Several communication mechanisms are used to achieve customer retention and growth objectives. These
mechanisms take advantage of the customer’s need to minimize costs associated with purchasing, in
terms of both shopping behaviours and actual costs of processing purchases. Lowering costs raises the
value. Several principles are at work in designing communication elements to achieve customer retention
and growth (that is growth within current accounts) objectives. These principles include communicating
proactively, making it easy for customer to communicate, and making company’s response easy.


COMMUNICATING PROACTIVELY:


To avoid losing customers to competitors, marketers should communicate regularly and proactively
with their customer base. Direct lines of communication between functional areas of the selling and
buying firms should exist, thus building some form of partnership relationship as partnership encourages
proactive communication.


Proactive communication strategies first identify every communication opportunity such as when
invoices are sent, when a technician performs service or when a delivery is made. Then these opportunities
are incorporated into the overall communication strategy. For example, a new catalogue may be included
with the invoice, the technician leaves a customer satisfaction survey for the customer to complete and
mail in, or the delivery person notices a competitive product and asks when the company began ordering
that product. In each instance, a communication opportunity is seized and information is exchanged
that can lead to additional selling opportunities.

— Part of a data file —

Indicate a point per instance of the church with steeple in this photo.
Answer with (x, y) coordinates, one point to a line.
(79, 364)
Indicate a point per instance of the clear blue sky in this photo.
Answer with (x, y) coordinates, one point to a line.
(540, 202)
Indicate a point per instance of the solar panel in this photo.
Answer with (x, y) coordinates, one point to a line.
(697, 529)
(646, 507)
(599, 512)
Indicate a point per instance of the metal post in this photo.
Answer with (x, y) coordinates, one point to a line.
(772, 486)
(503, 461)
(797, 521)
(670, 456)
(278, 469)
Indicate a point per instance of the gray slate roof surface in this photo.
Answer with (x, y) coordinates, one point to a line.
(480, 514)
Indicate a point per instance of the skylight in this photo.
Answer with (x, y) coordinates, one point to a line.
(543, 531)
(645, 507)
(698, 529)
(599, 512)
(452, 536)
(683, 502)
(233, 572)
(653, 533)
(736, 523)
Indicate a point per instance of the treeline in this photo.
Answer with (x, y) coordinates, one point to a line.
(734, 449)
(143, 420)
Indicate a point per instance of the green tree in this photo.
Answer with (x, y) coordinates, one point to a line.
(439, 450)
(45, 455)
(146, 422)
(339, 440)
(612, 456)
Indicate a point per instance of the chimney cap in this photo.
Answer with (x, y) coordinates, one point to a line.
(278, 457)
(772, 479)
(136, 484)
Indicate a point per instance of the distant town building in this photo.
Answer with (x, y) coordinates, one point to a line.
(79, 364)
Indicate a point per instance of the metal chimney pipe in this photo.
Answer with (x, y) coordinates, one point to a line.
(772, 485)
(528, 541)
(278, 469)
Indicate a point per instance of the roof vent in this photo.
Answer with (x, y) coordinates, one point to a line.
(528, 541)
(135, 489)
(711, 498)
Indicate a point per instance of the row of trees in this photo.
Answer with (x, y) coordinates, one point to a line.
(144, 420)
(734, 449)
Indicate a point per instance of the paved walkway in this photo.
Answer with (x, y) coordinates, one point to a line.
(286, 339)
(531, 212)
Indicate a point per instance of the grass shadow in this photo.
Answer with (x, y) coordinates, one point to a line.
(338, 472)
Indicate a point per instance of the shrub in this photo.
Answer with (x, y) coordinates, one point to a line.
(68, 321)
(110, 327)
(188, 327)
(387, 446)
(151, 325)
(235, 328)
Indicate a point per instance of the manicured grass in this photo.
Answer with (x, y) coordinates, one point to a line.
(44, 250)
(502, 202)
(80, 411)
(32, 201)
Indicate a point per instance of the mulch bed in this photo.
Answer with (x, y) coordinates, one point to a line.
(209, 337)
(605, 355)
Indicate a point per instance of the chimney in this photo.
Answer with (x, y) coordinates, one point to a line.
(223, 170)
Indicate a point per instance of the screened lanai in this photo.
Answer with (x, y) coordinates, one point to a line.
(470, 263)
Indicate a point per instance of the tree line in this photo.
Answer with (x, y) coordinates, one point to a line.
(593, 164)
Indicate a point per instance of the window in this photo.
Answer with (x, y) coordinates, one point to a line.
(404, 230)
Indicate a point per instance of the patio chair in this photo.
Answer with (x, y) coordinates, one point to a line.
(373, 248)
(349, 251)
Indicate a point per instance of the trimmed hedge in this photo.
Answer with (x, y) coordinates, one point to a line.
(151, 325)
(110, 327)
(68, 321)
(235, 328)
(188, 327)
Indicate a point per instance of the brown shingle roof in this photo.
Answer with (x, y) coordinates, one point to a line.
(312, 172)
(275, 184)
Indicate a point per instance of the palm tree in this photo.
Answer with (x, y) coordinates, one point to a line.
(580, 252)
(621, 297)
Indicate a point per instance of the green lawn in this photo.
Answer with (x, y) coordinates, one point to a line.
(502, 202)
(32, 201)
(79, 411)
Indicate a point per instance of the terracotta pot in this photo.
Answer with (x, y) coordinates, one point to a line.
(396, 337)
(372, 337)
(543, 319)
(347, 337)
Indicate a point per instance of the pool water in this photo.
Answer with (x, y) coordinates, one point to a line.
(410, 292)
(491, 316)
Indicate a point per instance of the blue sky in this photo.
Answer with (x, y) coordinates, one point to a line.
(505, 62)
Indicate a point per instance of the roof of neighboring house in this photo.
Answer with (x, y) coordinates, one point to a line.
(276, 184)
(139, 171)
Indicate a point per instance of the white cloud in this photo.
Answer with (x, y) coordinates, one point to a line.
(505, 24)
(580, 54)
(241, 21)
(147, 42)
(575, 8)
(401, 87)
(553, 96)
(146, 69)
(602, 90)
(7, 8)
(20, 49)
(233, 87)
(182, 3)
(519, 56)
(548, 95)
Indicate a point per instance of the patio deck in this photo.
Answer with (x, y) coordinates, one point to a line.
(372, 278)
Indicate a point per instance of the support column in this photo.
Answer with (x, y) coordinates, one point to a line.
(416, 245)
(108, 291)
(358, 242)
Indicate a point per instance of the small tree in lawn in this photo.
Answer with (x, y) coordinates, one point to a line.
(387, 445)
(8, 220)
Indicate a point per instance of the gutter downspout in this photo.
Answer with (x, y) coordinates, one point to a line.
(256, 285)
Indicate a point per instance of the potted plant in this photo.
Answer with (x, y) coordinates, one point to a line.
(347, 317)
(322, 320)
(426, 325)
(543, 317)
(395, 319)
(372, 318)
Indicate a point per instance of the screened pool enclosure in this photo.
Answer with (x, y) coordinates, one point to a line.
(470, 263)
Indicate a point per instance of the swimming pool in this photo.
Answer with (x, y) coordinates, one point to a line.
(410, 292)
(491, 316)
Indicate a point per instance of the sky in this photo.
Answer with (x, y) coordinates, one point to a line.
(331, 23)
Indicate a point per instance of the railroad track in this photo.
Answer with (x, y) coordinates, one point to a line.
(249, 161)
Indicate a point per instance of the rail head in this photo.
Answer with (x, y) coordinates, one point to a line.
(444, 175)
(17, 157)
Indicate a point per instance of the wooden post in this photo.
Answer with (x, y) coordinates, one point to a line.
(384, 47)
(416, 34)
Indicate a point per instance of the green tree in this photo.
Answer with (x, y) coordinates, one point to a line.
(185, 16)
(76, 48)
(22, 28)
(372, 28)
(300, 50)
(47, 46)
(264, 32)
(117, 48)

— Exercises to complete —
A – Answer these questions using the passage on customer retention, one answer per line and marked the same way.
(i) What three principles for designing communication elements does it name?
(ii) What does partnership encourage?
(iii) What may be included with the invoice?
B – Continue the passage on customer retention, picking up after its final sentence.
The listing has no connection to the passage on customer retention.

— Task results —
A –
(i) Communicating proactively, making it easy for customers to communicate, and making the company's response easy.
(ii) Proactive communication.
(iii) A new catalogue.

B –
MAKE IT EASY TO RESPOND: The marketer should empower its employees to be receiver of
information from customers. When customer calls, the employee is given the responsibility for handling
the customer’s issue, even if the issue is outside that employee’s usual area of responsibility. This means
each employee of the marketing firm must have relevant and adequate knowledge about customer
relations management.


Another important element in making it easy to respond is the creation of internal communication
channels. For example, it is important to recognise that when the delivery person identifies a competitive
in road into a customer, that vital information has to reach someone who can respond. The most obvious
person to respond is the salesperson for the account, but the delivery person may not know who that
salesperson is or he may be ignorant about the crucial nature of such information. Open and regularly
used channels of communication between internal areas of the firm must exist for the company to learn
and make use of that knowledge.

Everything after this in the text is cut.